> [EXERCISE TASKS]
#1 In the forum thread about CS2 stuttering on Linux, which Steam setting was turned on to move steamwebhelper's CPU load to the GPU?
#2 Write the next part of the forum thread about CS2 stuttering on Linux, picking up after its final post.

> [DOCUMENT]
┄┄┄┄┄┄┄┄┄┄┄┄┄┄┄┄┄┄┄┄

Open ipaqmaster opened 7 months ago
I should work on my Titles.
It seems steamwebhelper
is maxing out 4 CPU threads to 100%. Every few seconds another of its threads joins in maxing out a total of 5 CPU threads. This core has 24 threads available so I'm hoping this isn't a major contributor, but I want to eliminate it to lessen the overall system load in hopes to fix this problem.
I notice it's running with --disable-gpu-compositing --disable-gpu
. I've gone to Steam's settings and have toggled on Enable GPU accelerated rendering in web views (requires restart)
to help lessen this 4-5 cpu 100% load from that process hopefully off to the GPU. Doing this caused my /data/steam
dataset to become undefined in Steam making it look like my games were uninstalled. Trying to add the library still exhibits an empty list where dir's are supposed to be, so it was necessary to launch with steam -console
and running library_folder_add /data/steam
in that to do the trick.
I also (shamefully) noticed via atop 1
that syncoid
was invoking in the background every so often causing a bunch of near-realtime ZFS snapshots to be sent at 1GBPS to the nearby NAS. I was able to reproduce the frame time increases by running iperf3 -s
on the router and iperf3 -c routerHostname -P20
to push data to it maxing out my 1GBPS Ethernet link. Looking at lspci -v
revealed the Ethernet controller on this motherboard has a lower IRQ than the NVIDIA graphics card which was probably part of the cause when the interface pushed out the occasional snapshot in a few seconds.
Temporarily suspending syncoid
's replication of this desktop while cs2
is running without a doubt will be improving things here... but the frame time latency is still increasing periodically (Often perceived as a 1s+ freeze and then a rubberbanding from the server for doing so.) despite not much other CPU or PCIe load to blame at this point.
I'll continue digging. But enabling GPU acceleration in Steam's settings has cleaned up the top process list as seen by htop -d 0.1
a ton. I can only see cs2 as the top process now.
The latest update has bought many cool new features and some from CS;GO's era. But I found tonight was rubber-banding constantly every few seconds during all fights and the frame-time was spiking to 150ms+ constantly with stutters (Followed by more rubber-banding due to stuttering).
It was so bad. But the CPU, GPU and other system load was flawless.
It's frustrating to make seemingly random engine comparisons. But it's incredible how smoothly Overwatch 2 runs on this PC having picked it up again the other week. Not a hitch in sight and butter smooth all the way through a match without any tweaks or service-culling whatsoever. Is CS2 just not at its full potential yet on Linux?
Just the other night with Dust 2 added to Premier's map pool and some other cool new features - This was the worst I've ever seen to date. Practically unable to play with how much trouble the game was having.
Fully idle system capable of some great things in other titles which use up its cores and GPU and other compute. But since this update that was the worst and most frustrating match of my career. The stuttering, rubber-banding and GPU frame time drops / short-hangs didn't stop for more than 5 seconds any given moment. Peaking with an advantage was made dangerous.
I am experiencing similar frametime spikes. For me it started two days ago on Arch Linux, I think the game update from the 30th of April is the problem in my case. I also can't search for matches since that update, VAC always fails to verify my session.

┄┄┄┄┄┄┄┄┄┄┄┄┄┄┄┄┄┄┄┄

> [RAW DATA]
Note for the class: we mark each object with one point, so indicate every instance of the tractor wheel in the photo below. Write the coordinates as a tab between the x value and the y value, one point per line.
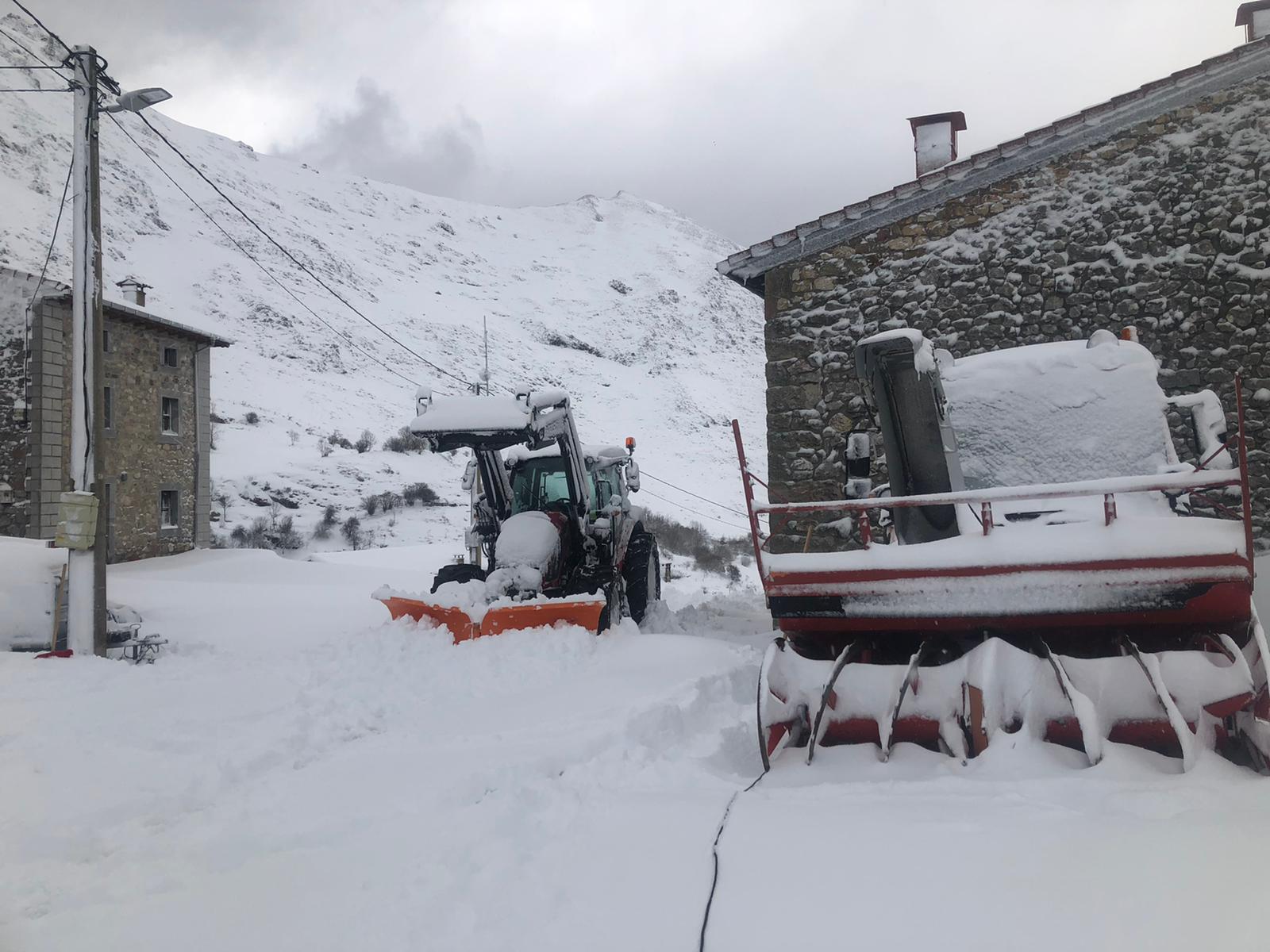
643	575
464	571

┄┄┄┄┄┄┄┄┄┄┄┄┄┄┄┄┄┄┄┄

> [RESPONSES PER TASK]
#1 Enable GPU accelerated rendering in web views.

#2
Alright, I solved my issue, turns out it was a usb device that was getting reconnected every few seconds. Check your journal everyone!
Nothing like that for me. No logs in dmesg -wH
or sudo journalctl -f
during the moments the game's frame-time spikes nor its network latency.
I am now running kernel 6.8.9
and nvidia 550.78
. I continue to stop most background storage snapshotting+sending, metric and security services plus cpu isolation of non-critical services to give CS2 its best performing chance. The 3900x CPU (24 threads) is close to ~40% utilized at most during any moment in gameplay and typically less.
I have to restate that another FPS title "Overwatch 2" doesn't have this problem while pushing its own uncapped framerates and CPU plus GPU utilization. It's discouraging.
I went nuclear pacstrap
ing a new zfs rootfs dataset to boot into installing only the bare minimum packages I would need and setting a locale to get started (lightdm, lightdm-gtk-greeter, pipewire, pipewire-pulse, wireplumber, NetworkManager, openssh, steam, obs, zfs-dkms, nvidia-dkms). I added a user for myself and downloaded the game.
I didn't notice the hard hanging like the game has been doing in my usual boot environment which points to something I have my regular rootfs doing in the background as the cause for this.
I'll continue trying to isolate exactly what's causing this because at this point system stats are close to idle during gameplay. Though not as idle as that brand new cs2 testing rootfs which had only 50 or so processes spawned system-wide.
Gave up on this for now. Could not pin anything of the software or hardware. Perhaps just wishful thinking that it "seemed" better on a fresh installation.
Waiting for future patches. Everything else about the desktop experience and other titles (even FPSes) is flawless. Bummer.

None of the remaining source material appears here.